* START *

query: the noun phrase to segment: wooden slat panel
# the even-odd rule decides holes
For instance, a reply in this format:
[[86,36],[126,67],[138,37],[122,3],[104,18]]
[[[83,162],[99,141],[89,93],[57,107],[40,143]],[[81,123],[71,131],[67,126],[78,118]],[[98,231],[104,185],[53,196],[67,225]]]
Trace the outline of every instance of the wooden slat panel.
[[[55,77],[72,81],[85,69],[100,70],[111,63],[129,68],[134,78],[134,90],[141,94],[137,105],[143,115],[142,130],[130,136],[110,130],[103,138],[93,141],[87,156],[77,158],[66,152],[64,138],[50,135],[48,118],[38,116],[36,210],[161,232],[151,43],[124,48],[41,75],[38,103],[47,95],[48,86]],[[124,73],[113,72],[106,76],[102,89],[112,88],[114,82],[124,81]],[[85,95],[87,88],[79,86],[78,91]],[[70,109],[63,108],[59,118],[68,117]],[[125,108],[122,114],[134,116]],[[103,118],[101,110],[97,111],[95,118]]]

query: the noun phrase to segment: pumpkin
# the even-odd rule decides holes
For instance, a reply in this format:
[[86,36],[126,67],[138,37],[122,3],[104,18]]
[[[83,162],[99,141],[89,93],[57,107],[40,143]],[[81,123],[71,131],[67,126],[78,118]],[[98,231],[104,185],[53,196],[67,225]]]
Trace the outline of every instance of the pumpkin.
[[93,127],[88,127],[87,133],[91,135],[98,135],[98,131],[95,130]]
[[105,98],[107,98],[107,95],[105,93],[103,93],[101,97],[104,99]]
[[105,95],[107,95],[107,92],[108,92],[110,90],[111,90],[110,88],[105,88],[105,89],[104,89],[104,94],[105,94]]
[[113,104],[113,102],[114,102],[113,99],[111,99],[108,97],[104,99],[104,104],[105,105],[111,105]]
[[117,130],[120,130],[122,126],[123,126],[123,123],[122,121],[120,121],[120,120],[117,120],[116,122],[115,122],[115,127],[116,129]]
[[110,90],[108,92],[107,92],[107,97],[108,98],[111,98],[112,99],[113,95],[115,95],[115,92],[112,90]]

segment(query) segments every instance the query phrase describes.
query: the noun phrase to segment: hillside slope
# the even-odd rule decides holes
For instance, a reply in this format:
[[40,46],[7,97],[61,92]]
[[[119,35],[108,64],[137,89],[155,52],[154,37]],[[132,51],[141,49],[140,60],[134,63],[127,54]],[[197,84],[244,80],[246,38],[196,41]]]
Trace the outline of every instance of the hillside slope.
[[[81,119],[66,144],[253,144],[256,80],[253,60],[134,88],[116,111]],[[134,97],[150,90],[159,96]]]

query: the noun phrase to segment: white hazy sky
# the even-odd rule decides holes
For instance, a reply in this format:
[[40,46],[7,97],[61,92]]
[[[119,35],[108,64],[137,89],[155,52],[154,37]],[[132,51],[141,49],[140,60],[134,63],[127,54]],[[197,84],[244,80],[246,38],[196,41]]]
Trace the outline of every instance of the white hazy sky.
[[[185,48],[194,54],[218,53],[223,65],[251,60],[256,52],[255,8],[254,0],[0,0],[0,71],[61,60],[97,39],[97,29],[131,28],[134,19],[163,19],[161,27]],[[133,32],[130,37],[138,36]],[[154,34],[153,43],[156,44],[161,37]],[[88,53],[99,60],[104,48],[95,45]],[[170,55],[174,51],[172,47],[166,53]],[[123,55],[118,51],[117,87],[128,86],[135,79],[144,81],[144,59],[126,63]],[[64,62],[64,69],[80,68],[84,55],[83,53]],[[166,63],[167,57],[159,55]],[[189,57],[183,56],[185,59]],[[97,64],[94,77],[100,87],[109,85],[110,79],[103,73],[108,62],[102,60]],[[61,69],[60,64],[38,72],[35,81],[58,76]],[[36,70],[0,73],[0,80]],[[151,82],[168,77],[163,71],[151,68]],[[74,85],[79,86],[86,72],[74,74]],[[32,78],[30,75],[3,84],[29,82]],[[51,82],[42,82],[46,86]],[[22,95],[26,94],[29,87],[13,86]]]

* END *

- _THE PROBLEM_:
Reproduce every one of the lines above verbatim, preserving each character, space, and line break.

- _THE COMPLETED TASK_:
query: the noun phrase to segment: wooden slat panel
# the even-odd rule decides holes
For instance, a reply in this format:
[[86,36],[126,67],[138,37],[122,3],[104,18]]
[[[83,162],[99,141],[89,93],[57,107],[40,143]],[[81,123],[71,131],[67,126],[78,118]],[[98,231],[104,185],[53,196],[67,225]]]
Trace the outline of every instance of the wooden slat panel.
[[[55,77],[72,81],[85,69],[100,70],[111,63],[129,68],[134,78],[134,90],[141,94],[137,105],[143,115],[142,130],[130,136],[110,130],[103,138],[93,141],[87,156],[77,158],[66,152],[64,138],[50,135],[48,118],[38,116],[36,210],[161,232],[151,43],[124,48],[41,75],[38,103],[47,95],[48,86]],[[124,73],[113,72],[106,76],[102,89],[112,88],[114,82],[124,81]],[[85,95],[87,88],[79,86],[78,91]],[[70,109],[63,108],[59,118],[68,117]],[[125,108],[122,114],[134,116]],[[103,118],[101,110],[97,111],[95,118]]]

query: the noun phrase to segment: pumpkin
# the even-odd rule decides holes
For instance, a reply in this format:
[[86,36],[126,67],[138,37],[122,3],[104,18]]
[[[83,162],[99,141],[89,93],[57,107],[40,143]],[[81,123],[71,131],[67,126],[78,118]],[[98,231],[104,185],[53,196],[67,225]]]
Trace the outline of every instance of the pumpkin.
[[93,127],[88,127],[87,133],[91,135],[98,135],[98,131],[95,130]]
[[105,98],[107,98],[107,95],[105,93],[103,93],[101,97],[104,99]]
[[105,95],[107,95],[107,92],[108,92],[110,90],[111,90],[110,88],[105,88],[105,89],[104,89],[104,94],[105,94]]
[[113,104],[113,102],[114,102],[113,99],[111,99],[108,97],[104,99],[104,104],[105,105],[111,105]]
[[117,130],[120,130],[122,126],[123,126],[123,123],[122,121],[120,121],[120,120],[117,120],[116,122],[115,122],[115,127],[116,129]]
[[110,90],[108,92],[107,92],[107,97],[108,98],[111,98],[112,99],[113,95],[115,95],[115,92],[112,90]]

segment(query) segments every instance the query phrase describes.
query: the noun phrase to segment: hillside slope
# the even-odd rule decides holes
For instance, a reply in this format:
[[40,46],[7,97],[61,92]]
[[[119,35],[108,64],[137,89],[155,52],[154,37]],[[132,51],[141,49],[140,60],[134,63],[127,54]],[[197,84],[244,80],[246,38],[196,41]]]
Trace the outline of every instance of the hillside slope.
[[[81,119],[66,144],[253,144],[256,80],[253,60],[134,88],[116,111]],[[134,97],[150,90],[159,96]]]

query: the noun phrase to segment: white hazy sky
# the even-odd rule decides holes
For instance, a reply in this format:
[[40,46],[7,97],[61,92]]
[[[119,35],[108,64],[137,89],[155,52],[154,37]],[[132,51],[141,49],[140,60],[134,63],[127,54]],[[197,84],[244,80],[246,38],[196,41]]]
Trace the outline of every instance of the white hazy sky.
[[[185,48],[194,54],[218,53],[223,65],[251,60],[256,52],[255,8],[254,0],[0,0],[0,71],[61,60],[97,39],[97,29],[131,28],[134,19],[163,19],[161,27]],[[133,32],[130,37],[138,36]],[[154,34],[153,43],[156,44],[161,37]],[[88,53],[99,60],[104,48],[95,45]],[[170,55],[174,51],[172,47],[166,53]],[[123,55],[118,51],[117,87],[128,86],[135,79],[144,81],[144,59],[126,63]],[[64,62],[64,69],[80,68],[84,55],[83,53]],[[166,63],[167,57],[159,55]],[[189,57],[183,56],[185,59]],[[97,64],[94,77],[100,87],[109,85],[110,79],[103,73],[108,62],[102,60]],[[61,69],[60,64],[38,72],[35,81],[58,76]],[[36,70],[0,73],[0,80]],[[151,82],[168,77],[163,71],[151,68]],[[74,85],[79,86],[86,72],[74,74]],[[32,78],[30,75],[3,84],[29,82]],[[51,82],[42,82],[46,86]],[[22,95],[26,94],[29,87],[13,86]]]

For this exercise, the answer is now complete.